- _EXERCISE_: Each line of the data below must be reproduced without any change.

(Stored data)
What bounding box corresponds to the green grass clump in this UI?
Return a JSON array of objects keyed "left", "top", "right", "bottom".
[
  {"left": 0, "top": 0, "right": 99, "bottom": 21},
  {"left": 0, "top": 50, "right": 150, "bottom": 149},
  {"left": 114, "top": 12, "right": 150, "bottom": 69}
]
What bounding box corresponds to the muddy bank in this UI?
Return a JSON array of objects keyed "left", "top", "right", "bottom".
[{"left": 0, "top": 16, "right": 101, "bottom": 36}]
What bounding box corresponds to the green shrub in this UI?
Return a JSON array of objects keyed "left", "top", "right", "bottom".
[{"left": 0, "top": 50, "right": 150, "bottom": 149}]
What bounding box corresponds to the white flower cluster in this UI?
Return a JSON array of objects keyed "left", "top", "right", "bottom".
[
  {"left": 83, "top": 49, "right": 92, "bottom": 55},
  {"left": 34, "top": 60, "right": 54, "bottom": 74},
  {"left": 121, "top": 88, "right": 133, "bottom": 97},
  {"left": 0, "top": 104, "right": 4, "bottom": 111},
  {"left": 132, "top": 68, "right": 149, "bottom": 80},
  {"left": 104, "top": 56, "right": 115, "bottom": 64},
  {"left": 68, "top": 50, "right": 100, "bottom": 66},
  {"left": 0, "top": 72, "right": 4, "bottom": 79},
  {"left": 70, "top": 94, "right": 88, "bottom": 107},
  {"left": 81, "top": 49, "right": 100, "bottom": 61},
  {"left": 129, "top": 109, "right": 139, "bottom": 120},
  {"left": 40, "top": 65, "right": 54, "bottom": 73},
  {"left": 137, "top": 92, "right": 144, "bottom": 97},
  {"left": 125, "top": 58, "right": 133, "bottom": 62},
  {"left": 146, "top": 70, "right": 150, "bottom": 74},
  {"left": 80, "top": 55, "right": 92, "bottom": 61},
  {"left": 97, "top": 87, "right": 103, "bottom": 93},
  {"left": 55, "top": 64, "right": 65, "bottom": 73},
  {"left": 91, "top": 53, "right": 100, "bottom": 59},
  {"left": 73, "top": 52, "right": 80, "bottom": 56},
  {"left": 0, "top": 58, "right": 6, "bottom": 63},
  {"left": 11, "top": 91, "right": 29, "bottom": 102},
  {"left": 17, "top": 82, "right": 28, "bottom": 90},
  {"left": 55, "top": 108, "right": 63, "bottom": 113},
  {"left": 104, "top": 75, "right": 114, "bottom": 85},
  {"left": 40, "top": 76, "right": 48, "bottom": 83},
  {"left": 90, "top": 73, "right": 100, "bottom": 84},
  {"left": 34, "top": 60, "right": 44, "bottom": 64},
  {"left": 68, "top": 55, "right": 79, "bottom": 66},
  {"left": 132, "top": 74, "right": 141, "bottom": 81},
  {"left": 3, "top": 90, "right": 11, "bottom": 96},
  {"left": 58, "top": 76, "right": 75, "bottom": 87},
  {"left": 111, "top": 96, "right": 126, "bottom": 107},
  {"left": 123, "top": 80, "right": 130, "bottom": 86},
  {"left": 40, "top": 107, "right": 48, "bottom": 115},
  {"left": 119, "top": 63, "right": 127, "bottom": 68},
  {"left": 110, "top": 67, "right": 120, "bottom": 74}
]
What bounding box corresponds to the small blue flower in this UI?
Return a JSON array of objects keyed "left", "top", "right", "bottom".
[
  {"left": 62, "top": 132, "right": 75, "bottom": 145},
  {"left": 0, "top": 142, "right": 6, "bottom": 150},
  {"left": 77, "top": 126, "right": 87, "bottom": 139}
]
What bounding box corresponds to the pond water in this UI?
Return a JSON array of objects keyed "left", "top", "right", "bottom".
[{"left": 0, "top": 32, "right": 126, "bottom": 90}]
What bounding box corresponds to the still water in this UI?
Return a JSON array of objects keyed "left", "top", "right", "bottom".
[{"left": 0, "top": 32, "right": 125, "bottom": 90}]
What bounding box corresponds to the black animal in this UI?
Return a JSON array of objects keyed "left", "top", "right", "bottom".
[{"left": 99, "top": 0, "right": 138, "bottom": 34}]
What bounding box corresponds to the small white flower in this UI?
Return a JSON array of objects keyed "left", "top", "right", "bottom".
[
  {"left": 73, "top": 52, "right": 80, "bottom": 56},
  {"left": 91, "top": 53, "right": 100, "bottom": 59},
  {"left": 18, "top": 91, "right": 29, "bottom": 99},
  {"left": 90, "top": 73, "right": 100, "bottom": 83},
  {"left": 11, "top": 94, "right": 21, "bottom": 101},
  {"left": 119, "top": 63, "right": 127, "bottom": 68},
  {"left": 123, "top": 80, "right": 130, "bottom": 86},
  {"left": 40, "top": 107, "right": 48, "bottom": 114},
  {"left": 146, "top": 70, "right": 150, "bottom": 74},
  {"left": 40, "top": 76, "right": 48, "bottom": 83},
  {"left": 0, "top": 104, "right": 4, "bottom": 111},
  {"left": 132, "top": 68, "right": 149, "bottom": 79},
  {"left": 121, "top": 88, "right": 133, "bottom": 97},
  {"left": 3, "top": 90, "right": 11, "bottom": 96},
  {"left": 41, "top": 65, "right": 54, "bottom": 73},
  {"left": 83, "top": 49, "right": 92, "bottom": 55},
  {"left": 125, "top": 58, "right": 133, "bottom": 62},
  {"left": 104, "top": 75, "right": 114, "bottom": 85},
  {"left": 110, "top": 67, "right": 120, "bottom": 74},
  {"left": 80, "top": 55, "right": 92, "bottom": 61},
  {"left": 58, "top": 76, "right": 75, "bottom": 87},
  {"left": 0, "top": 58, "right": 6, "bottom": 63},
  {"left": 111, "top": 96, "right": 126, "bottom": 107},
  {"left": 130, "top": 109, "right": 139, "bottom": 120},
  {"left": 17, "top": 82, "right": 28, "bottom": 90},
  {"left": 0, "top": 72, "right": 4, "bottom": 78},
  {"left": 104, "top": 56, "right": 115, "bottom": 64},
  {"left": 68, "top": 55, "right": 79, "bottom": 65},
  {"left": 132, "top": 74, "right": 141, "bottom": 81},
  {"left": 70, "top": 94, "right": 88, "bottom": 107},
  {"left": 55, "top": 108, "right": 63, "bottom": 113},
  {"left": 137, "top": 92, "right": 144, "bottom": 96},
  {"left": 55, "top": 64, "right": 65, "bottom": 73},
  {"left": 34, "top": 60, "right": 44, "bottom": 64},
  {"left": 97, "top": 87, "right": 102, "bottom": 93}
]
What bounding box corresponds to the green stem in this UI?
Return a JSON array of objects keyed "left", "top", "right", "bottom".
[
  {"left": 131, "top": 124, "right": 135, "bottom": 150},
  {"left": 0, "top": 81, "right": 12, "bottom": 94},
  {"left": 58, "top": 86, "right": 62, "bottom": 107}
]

- _RESULT BELOW_:
What bounding box corresponds to the green grass clump in this UI?
Return a JSON array of objects keyed "left", "top", "right", "bottom".
[
  {"left": 0, "top": 0, "right": 99, "bottom": 21},
  {"left": 0, "top": 50, "right": 150, "bottom": 149},
  {"left": 114, "top": 12, "right": 150, "bottom": 69}
]
What bounding box corresponds to the muddy bank in this UI?
Return a JSON array of objects keyed "left", "top", "right", "bottom".
[{"left": 0, "top": 16, "right": 101, "bottom": 36}]
What bounding box corresponds to the green shrub in this UI?
Return a JSON array of objects keyed "left", "top", "right", "bottom".
[{"left": 0, "top": 50, "right": 150, "bottom": 149}]
What bounding box corresponds to the white flower cluster in this UI?
Return a JSON array of objects keyed "left", "top", "right", "bottom".
[
  {"left": 83, "top": 49, "right": 92, "bottom": 55},
  {"left": 34, "top": 60, "right": 54, "bottom": 74},
  {"left": 121, "top": 88, "right": 133, "bottom": 97},
  {"left": 0, "top": 104, "right": 4, "bottom": 111},
  {"left": 132, "top": 68, "right": 149, "bottom": 80},
  {"left": 104, "top": 56, "right": 115, "bottom": 64},
  {"left": 68, "top": 50, "right": 100, "bottom": 66},
  {"left": 0, "top": 72, "right": 4, "bottom": 79},
  {"left": 70, "top": 94, "right": 88, "bottom": 107},
  {"left": 81, "top": 49, "right": 100, "bottom": 61},
  {"left": 129, "top": 109, "right": 139, "bottom": 120},
  {"left": 40, "top": 65, "right": 54, "bottom": 73},
  {"left": 137, "top": 92, "right": 144, "bottom": 97},
  {"left": 125, "top": 58, "right": 133, "bottom": 62},
  {"left": 146, "top": 70, "right": 150, "bottom": 74},
  {"left": 80, "top": 55, "right": 92, "bottom": 61},
  {"left": 97, "top": 87, "right": 103, "bottom": 93},
  {"left": 55, "top": 64, "right": 65, "bottom": 73},
  {"left": 91, "top": 53, "right": 100, "bottom": 59},
  {"left": 73, "top": 52, "right": 80, "bottom": 56},
  {"left": 0, "top": 58, "right": 6, "bottom": 63},
  {"left": 11, "top": 91, "right": 29, "bottom": 102},
  {"left": 17, "top": 82, "right": 28, "bottom": 90},
  {"left": 55, "top": 108, "right": 63, "bottom": 113},
  {"left": 104, "top": 75, "right": 114, "bottom": 85},
  {"left": 40, "top": 76, "right": 48, "bottom": 83},
  {"left": 90, "top": 73, "right": 100, "bottom": 84},
  {"left": 34, "top": 60, "right": 44, "bottom": 64},
  {"left": 68, "top": 55, "right": 79, "bottom": 66},
  {"left": 132, "top": 74, "right": 141, "bottom": 81},
  {"left": 3, "top": 90, "right": 11, "bottom": 96},
  {"left": 58, "top": 76, "right": 75, "bottom": 87},
  {"left": 111, "top": 96, "right": 126, "bottom": 107},
  {"left": 123, "top": 80, "right": 130, "bottom": 86},
  {"left": 40, "top": 107, "right": 48, "bottom": 115},
  {"left": 119, "top": 63, "right": 127, "bottom": 68},
  {"left": 110, "top": 67, "right": 120, "bottom": 74}
]
What bounding box corresponds to the small blue flower in this UI?
Return a JSON array of objects keyed "left", "top", "right", "bottom".
[
  {"left": 62, "top": 132, "right": 75, "bottom": 145},
  {"left": 0, "top": 142, "right": 6, "bottom": 150},
  {"left": 77, "top": 126, "right": 87, "bottom": 139}
]
What bounding box corresponds to the pond water in this UI?
Return a JSON array of objects keyed "left", "top", "right", "bottom".
[{"left": 0, "top": 32, "right": 126, "bottom": 90}]
What bounding box corresponds to the still water in this UI?
Return a JSON array of objects keyed "left", "top", "right", "bottom".
[{"left": 0, "top": 32, "right": 125, "bottom": 90}]
What bounding box corresponds to the black animal in this UI?
Return a JSON array of objects keyed "left", "top", "right", "bottom".
[{"left": 99, "top": 0, "right": 138, "bottom": 34}]
What bounding box corresponds to the small white flower in this UI?
Return a JSON array of objects keyed "left", "top", "right", "bottom".
[
  {"left": 73, "top": 52, "right": 80, "bottom": 56},
  {"left": 91, "top": 53, "right": 100, "bottom": 59},
  {"left": 18, "top": 91, "right": 29, "bottom": 99},
  {"left": 90, "top": 73, "right": 100, "bottom": 83},
  {"left": 11, "top": 94, "right": 21, "bottom": 101},
  {"left": 119, "top": 63, "right": 127, "bottom": 68},
  {"left": 123, "top": 80, "right": 130, "bottom": 86},
  {"left": 40, "top": 107, "right": 48, "bottom": 114},
  {"left": 146, "top": 70, "right": 150, "bottom": 74},
  {"left": 40, "top": 76, "right": 48, "bottom": 83},
  {"left": 0, "top": 104, "right": 4, "bottom": 111},
  {"left": 132, "top": 68, "right": 149, "bottom": 79},
  {"left": 121, "top": 88, "right": 133, "bottom": 97},
  {"left": 3, "top": 90, "right": 11, "bottom": 96},
  {"left": 41, "top": 65, "right": 54, "bottom": 73},
  {"left": 83, "top": 49, "right": 92, "bottom": 55},
  {"left": 125, "top": 58, "right": 133, "bottom": 62},
  {"left": 104, "top": 75, "right": 114, "bottom": 85},
  {"left": 110, "top": 67, "right": 120, "bottom": 74},
  {"left": 80, "top": 55, "right": 92, "bottom": 61},
  {"left": 58, "top": 76, "right": 75, "bottom": 87},
  {"left": 0, "top": 58, "right": 6, "bottom": 63},
  {"left": 111, "top": 96, "right": 126, "bottom": 107},
  {"left": 130, "top": 109, "right": 139, "bottom": 120},
  {"left": 17, "top": 82, "right": 28, "bottom": 90},
  {"left": 0, "top": 72, "right": 4, "bottom": 78},
  {"left": 104, "top": 56, "right": 115, "bottom": 64},
  {"left": 68, "top": 55, "right": 79, "bottom": 65},
  {"left": 132, "top": 74, "right": 141, "bottom": 81},
  {"left": 70, "top": 94, "right": 88, "bottom": 107},
  {"left": 55, "top": 108, "right": 63, "bottom": 113},
  {"left": 137, "top": 92, "right": 144, "bottom": 96},
  {"left": 55, "top": 64, "right": 65, "bottom": 73},
  {"left": 34, "top": 60, "right": 44, "bottom": 64},
  {"left": 97, "top": 87, "right": 102, "bottom": 93}
]
What bounding box corresponds to the green stem in this UI?
Return a JSON array of objects keyed "left", "top", "right", "bottom".
[
  {"left": 131, "top": 124, "right": 135, "bottom": 150},
  {"left": 0, "top": 81, "right": 12, "bottom": 94},
  {"left": 58, "top": 86, "right": 62, "bottom": 107}
]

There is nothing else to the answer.